(Dataset entries)
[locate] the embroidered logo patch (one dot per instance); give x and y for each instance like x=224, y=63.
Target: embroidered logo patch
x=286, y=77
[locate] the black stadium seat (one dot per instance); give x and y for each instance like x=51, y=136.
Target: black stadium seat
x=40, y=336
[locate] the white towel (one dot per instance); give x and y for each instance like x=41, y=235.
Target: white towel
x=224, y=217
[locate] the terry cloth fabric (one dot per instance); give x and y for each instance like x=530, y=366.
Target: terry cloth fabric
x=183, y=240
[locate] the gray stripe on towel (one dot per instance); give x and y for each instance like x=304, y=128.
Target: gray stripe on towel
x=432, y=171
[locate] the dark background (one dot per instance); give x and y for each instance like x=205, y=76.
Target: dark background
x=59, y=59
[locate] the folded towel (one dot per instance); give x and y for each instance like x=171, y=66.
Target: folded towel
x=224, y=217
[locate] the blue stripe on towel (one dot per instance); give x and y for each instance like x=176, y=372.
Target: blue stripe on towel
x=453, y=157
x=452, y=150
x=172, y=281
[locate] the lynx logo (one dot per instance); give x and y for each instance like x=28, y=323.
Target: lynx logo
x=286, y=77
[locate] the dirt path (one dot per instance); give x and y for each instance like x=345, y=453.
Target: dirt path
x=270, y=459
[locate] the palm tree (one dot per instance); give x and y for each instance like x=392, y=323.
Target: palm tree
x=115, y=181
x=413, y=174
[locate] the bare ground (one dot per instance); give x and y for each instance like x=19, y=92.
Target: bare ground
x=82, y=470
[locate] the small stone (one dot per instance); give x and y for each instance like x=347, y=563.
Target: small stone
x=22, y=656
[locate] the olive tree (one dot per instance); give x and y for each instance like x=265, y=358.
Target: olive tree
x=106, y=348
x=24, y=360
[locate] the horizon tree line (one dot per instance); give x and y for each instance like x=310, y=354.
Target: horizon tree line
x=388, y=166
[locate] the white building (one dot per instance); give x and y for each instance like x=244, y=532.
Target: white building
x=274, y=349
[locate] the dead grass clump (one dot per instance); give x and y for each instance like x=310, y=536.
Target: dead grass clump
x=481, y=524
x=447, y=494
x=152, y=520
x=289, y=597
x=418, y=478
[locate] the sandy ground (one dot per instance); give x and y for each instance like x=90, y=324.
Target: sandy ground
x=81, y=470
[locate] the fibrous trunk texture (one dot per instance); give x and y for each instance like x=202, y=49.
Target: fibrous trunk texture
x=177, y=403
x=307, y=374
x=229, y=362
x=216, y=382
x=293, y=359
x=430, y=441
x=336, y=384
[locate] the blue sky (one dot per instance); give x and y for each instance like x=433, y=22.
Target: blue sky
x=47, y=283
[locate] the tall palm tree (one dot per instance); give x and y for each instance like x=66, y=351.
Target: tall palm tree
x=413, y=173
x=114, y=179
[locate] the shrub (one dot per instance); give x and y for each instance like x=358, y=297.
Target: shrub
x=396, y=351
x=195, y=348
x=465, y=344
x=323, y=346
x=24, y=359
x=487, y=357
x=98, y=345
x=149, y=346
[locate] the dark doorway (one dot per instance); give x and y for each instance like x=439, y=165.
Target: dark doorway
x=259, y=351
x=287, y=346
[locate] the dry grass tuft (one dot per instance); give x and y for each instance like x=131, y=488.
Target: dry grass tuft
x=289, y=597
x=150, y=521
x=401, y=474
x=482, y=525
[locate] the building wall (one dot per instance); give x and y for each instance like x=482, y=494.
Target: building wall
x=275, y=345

• TASK DETAILS
An exact copy of all the records is what is needed here.

• TASK OUTPUT
[locate] the embroidered logo patch (one dot per instance); give x and y for each instance like x=224, y=63.
Target: embroidered logo patch
x=286, y=77
[locate] the black stadium seat (one dot per instance); give x and y for each instance like x=51, y=136.
Target: black stadium seat
x=40, y=336
[locate] the white towel (one dot per instance); give x and y for each instance like x=41, y=235.
Target: white towel
x=224, y=217
[locate] the terry cloth fabric (one dot per instance); give x and y for each instance like x=530, y=366.
Target: terry cloth fabric
x=183, y=240
[locate] the gray stripe on towel (one dot per instance); give x and y for each instance like x=304, y=128.
Target: gray stripe on towel
x=432, y=171
[locate] the dark background (one dot per instance); give x and y for each instance like x=205, y=76.
Target: dark background
x=59, y=59
[locate] the folded towel (one dot per instance); give x and y for each instance like x=171, y=66.
Target: folded towel
x=224, y=217
[locate] the blue stripe on towel (one dot per instance); give x and y for each instance like x=176, y=372.
Target: blue stripe on towel
x=453, y=157
x=452, y=150
x=172, y=281
[locate] the lynx logo (one dot per instance); give x and y for each instance like x=28, y=323.
Target: lynx logo
x=286, y=77
[locate] the dirt path (one dot per instance); give x and y for each instance like x=345, y=453.
Target: dirt path
x=270, y=459
[locate] the palm tree (one dot per instance); give x and y for each instance like x=392, y=323.
Target: palm tree
x=115, y=181
x=413, y=174
[locate] the bare ground (one dot per instance); give x and y for each instance like x=19, y=92.
Target: bare ground
x=82, y=470
[locate] the small stone (one dot per instance); give x and y for each instance like x=347, y=563.
Target: small stone
x=22, y=656
[locate] the olive tree (one dot per instance); give x and y for each instance like x=265, y=358.
Target: olive tree
x=106, y=348
x=24, y=360
[locate] the horizon tree line (one dot per instance); give x and y for each instance like x=310, y=354.
Target: horizon tree line
x=388, y=166
[locate] the white building (one dot per instance); give x and y for each instance like x=244, y=532.
Target: white building
x=274, y=349
[locate] the dead grass clump (one dot per instance); give x and y for each instance like x=310, y=536.
Target: dead grass clump
x=481, y=524
x=447, y=494
x=152, y=520
x=289, y=597
x=418, y=478
[locate] the sandy ground (one dot per instance); give x and y for each instance like x=90, y=324.
Target: sandy ground
x=81, y=470
[locate] the fibrous trunk texture (one dot per instance); give x and y for each instance like x=202, y=49.
Target: fibrous trunk texture
x=177, y=403
x=307, y=374
x=229, y=362
x=216, y=382
x=293, y=359
x=430, y=441
x=336, y=384
[locate] the blue sky (one dot per instance); give x and y for each instance like x=433, y=22.
Target: blue sky
x=47, y=283
[locate] the tall palm tree (one dot per instance); give x and y for each instance like x=66, y=351.
Target: tall palm tree
x=413, y=173
x=114, y=179
[locate] the shrub (one dot per instance); give x and y for each instance like x=358, y=297.
Target: shrub
x=396, y=351
x=195, y=348
x=465, y=344
x=323, y=346
x=24, y=359
x=487, y=357
x=98, y=345
x=149, y=346
[locate] the dark doorway (one dot per instance); give x and y for each instance like x=439, y=165.
Target: dark doorway
x=259, y=351
x=287, y=346
[locate] the dry grass tuft (one dot per instance); give x and y for each instance like x=131, y=488.
Target: dry grass tuft
x=289, y=597
x=150, y=521
x=401, y=474
x=482, y=525
[locate] the building wall (one dot per instance); give x and y for each instance like x=482, y=494.
Target: building wall
x=275, y=345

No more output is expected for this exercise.